== 요구 사항 1 ==
목록에서 "range"라는 문자열이 들어 있는 줄을 모두 모아 주세요. 대소문자를 구분합니다.

== 주어진 글 ==
::::::

WVALID와 WREADY가 완료된 후 BVALID가 활성화되며, 이후 WRITE 트랜잭션이 마무리 된다.
(1) AXI4 Lite Master
`timescale 1ns / 1ps
module AXI4_Lite_Master (
// Global Signals
input logic ACLK,
input logic ARESETn,
// WRITE Transaction, AW Channel
output logic [ 3:0] AWADDR,
output logic AWVALID,
input logic AWREADY,
// WRITE Transaction, W Channel
output logic [31:0] WDATA,
output logic WVALID,
input logic WREADY,
// WRITE Transaction, B Channel
input logic [ 1:0] BRESP,
input logic BVALID,
output logic BREADY,
// internal signals
input logic [ 3:0] addr,
input logic [31:0] wdata,
input logic write,
output logic [31:0] rdata,
input logic req,
output logic ack
);
logic [1:0] b_resp;
logic w_ack, r_ack;
assign ack = w_ack || r_ack;
typedef enum {
AW_IDLE_S,
AW_VALID_S
} aw_state_e;
aw_state_e aw_state, aw_state_next;
always_ff @(posedge ACLK) begin
if (!ARESETn) begin
aw_state <= AW_IDLE_S;
end else begin
aw_state <= aw_state_next;
end
end
always_comb begin
aw_state_next = aw_state;
AWVALID = 1'b0;
AWADDR = addr;
case (aw_state)
AW_IDLE_S: begin
AWVALID = 1'b0;
if (req && write) begin
aw_state_next = AW_VALID_S;
end
end
AW_VALID_S: begin
AWVALID = 1'b1;
if (AWREADY) aw_state_next = AW_IDLE_S;
end
endcase
end
// WRITE Transaction, W Channel transfer
typedef enum {
W_IDLE_S,
W_VALID_S
} w_state_e;
w_state_e w_state, w_state_next;
always_ff @(posedge ACLK) begin
if (!ARESETn) begin
w_state <= W_IDLE_S;
end else begin
w_state <= w_state_next;
end
end
always_comb begin
w_state_next = w_state;
WVALID = 1'b0;
WDATA = wdata;
case (w_state)
W_IDLE_S: begin
WVALID = 1'b0;
if (req && write) begin
w_state_next = W_VALID_S;
end
end
W_VALID_S: begin
WVALID = 1'b1;
if (WREADY) w_state_next = W_IDLE_S;
end
endcase
end
// WRITE Transaction, B Channel transfer
typedef enum {
B_IDLE_S,
B_READY_S
} b_state_e;
b_state_e b_state, b_state_next;
always_ff @(posedge ACLK) begin
if (!ARESETn) begin
b_state <= B_IDLE_S;
end else begin
b_state <= b_state_next;
end
end
always_comb begin
b_state_next = b_state;
w_ack = 1'b0;
BREADY = 1'b0;
case (b_state)

::::::

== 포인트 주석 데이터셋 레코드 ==

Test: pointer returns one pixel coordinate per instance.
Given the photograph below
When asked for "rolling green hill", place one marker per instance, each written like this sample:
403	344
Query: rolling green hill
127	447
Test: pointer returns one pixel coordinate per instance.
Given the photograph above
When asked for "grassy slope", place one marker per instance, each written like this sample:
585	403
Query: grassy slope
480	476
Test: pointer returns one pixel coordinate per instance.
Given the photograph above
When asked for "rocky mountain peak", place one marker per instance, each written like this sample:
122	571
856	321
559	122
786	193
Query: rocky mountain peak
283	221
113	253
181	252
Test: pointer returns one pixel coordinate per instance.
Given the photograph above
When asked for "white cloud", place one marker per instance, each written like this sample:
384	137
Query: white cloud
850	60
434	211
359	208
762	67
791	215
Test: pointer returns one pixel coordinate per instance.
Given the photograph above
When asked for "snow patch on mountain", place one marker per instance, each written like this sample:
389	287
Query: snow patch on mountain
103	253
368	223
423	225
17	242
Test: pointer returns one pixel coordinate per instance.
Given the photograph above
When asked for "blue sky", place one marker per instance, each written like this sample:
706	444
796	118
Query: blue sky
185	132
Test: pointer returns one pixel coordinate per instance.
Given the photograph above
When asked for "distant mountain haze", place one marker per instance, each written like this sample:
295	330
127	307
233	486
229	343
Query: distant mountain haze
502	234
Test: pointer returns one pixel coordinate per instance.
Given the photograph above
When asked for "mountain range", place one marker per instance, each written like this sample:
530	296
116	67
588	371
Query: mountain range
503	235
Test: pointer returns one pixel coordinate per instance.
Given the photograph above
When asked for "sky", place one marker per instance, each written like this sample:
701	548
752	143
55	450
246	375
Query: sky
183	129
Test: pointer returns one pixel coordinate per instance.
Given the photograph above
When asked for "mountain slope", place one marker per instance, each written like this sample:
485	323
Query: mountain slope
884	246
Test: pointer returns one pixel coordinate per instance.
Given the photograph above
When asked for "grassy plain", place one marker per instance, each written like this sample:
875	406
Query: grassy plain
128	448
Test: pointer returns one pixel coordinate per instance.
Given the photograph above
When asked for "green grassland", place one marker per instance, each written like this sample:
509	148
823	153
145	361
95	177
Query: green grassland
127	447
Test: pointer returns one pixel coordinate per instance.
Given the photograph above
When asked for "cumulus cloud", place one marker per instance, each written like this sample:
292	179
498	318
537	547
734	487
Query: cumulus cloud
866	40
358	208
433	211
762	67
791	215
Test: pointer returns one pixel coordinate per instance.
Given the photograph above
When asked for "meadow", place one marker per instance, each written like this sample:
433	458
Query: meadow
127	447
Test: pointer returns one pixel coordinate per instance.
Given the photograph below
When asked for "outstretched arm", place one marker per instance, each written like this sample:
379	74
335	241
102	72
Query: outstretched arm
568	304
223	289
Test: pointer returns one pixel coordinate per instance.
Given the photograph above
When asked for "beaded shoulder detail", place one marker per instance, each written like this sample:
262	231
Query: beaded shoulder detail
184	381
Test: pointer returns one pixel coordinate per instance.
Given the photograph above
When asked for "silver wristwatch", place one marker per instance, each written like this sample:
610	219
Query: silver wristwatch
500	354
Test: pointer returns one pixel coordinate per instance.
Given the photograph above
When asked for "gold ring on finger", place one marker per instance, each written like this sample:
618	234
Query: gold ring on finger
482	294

::::::

== 요구 사항 2 ==
주어진 글에서 WVALID와 WREADY가 완료된 후 활성화된다고 한 신호는 무엇인가요?

== 답변 1 ==
When asked for "mountain range", place one marker per instance, each written like this sample:
Query: mountain range

== 답변 2 ==
BVALID입니다.